### [Directive]
In the court opinion below, copy the passage from "This is a petition" to "make the appointment." word for word.

Gordon v. Shea

300 Mass. 95 | Mass. | 1938

Rugg, C.J.

This is a petition for the' revocation of a decree entered on December 15, 1936, by the Probate Court of Middlesex County, whereby Anne E. Shea of Lowell in this Commonwealth was appointed administratrix of the estate of Samuel S. Gordon, late of Cranston, Rhode Island, deceased, intestate. The petitioner is a resident of Providence, Rhode Island, and is the widow of said Samuel S. Gordon. The petition is based on the alleged grounds that said Samuel S. Gordon was domiciled and resident in Rhode Island, that he did not own any real estate, personal property or tangible or intangible interests in any property in this Commonwealth, and that, therefore, said Probate Court lacked jurisdiction to make the appointment.

The trial judge, at the request of the appellant, made a report of material facts in substance as follows: On July 9, 1935, an accident occurred in Chelmsford in this Commonwealth between two automobiles, one owned and operated by said Samuel S. Gordon, and the other owned by Charles H. Noyes of Nashua, New Hampshire, and operated by Mabel R. Noyes, also of Nashua. In this accident, Charles H. Noyes, his wife, Caroline B. Noyes, and his daughter, Mabel R. Noyes, all suffered personal injuries and Charles H. Noyes sustained property and consequential damages. Samuel S. Gordon was insured against liability for the payment of compensation for such injuries and damages under the usual form of motor vehicle liability contract of *97insurance entered into in Rhode Island with the Banker’s Indemnity Insurance Company of Newark, New Jersey, an insurance company authorized to do business in this Commonwealth and amenable to process here. In August, 1935, Mabel R. Noyes, Caroline B. Noyes and Charles H. Noyes each brought an action of tort in the District Court of Lowell in this Commonwealth against Samuel S. Gordon. In these three actions, service was made under the statutes of this Commonwealth upon the registrar of motor vehicles. The defence of these actions was prosecuted by attorneys in behalf of the defendant. While these actions were pending, the defendant, still a resident of Rhode Island, died, intestate, leaving his widow, the petitioner, a resident of Rhode Island, as his sole heir and next of kin. The plaintiffs in the three actions of tort were not informed of the death of the defendant Gordon until October, 1936, whereupon they immediately filed suggestion of his death in those actions.

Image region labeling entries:
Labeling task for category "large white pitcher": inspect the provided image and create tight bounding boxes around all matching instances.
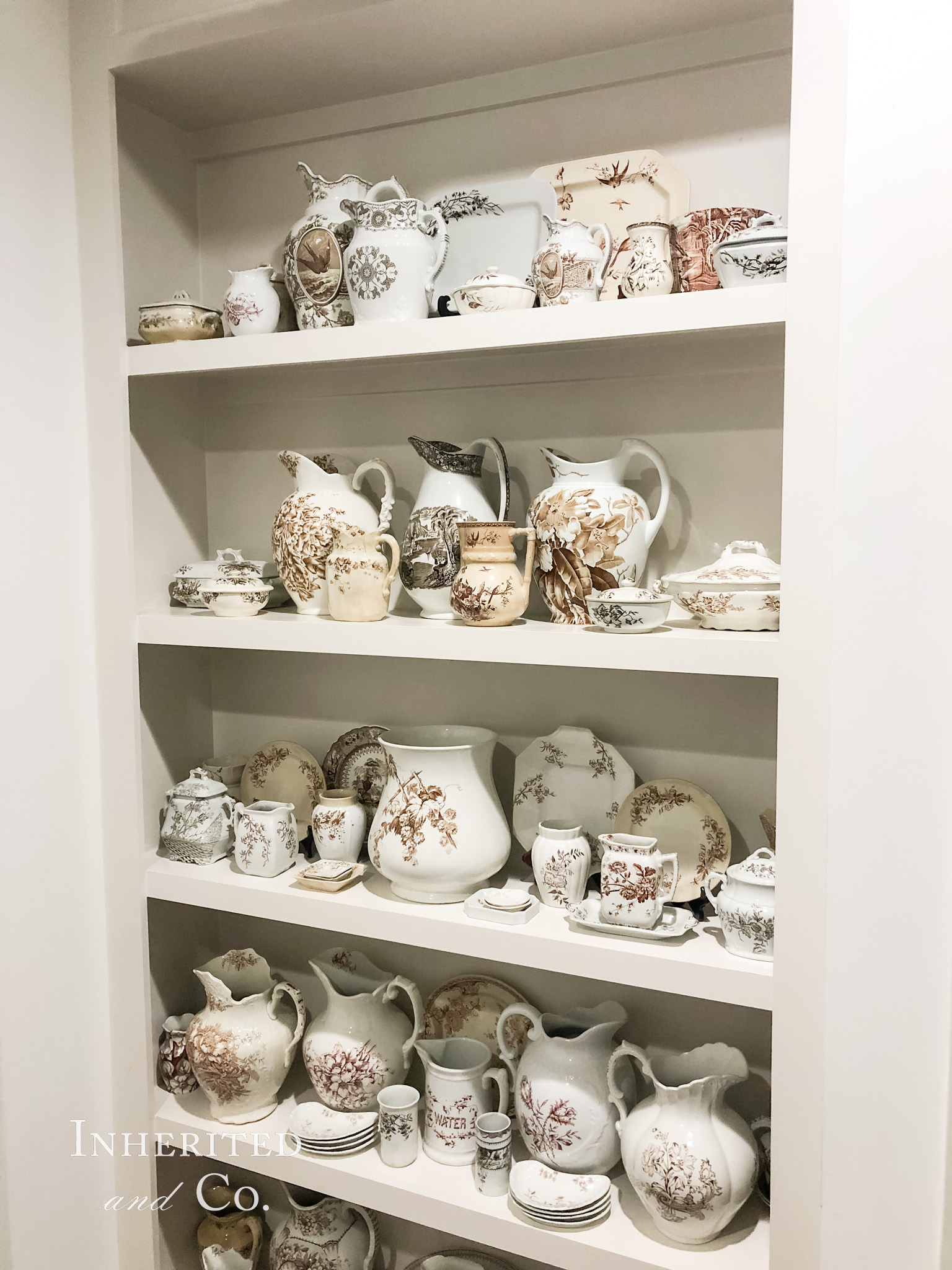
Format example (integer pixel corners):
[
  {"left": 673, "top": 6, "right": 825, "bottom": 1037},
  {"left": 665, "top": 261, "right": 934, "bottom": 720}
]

### [Written answer]
This is a petition for the' revocation of a decree entered on December 15, 1936, by the Probate Court of Middlesex County, whereby Anne E. Shea of Lowell in this Commonwealth was appointed administratrix of the estate of Samuel S. Gordon, late of Cranston, Rhode Island, deceased, intestate. The petitioner is a resident of Providence, Rhode Island, and is the widow of said Samuel S. Gordon. The petition is based on the alleged grounds that said Samuel S. Gordon was domiciled and resident in Rhode Island, that he did not own any real estate, personal property or tangible or intangible interests in any property in this Commonwealth, and that, therefore, said Probate Court lacked jurisdiction to make the appointment.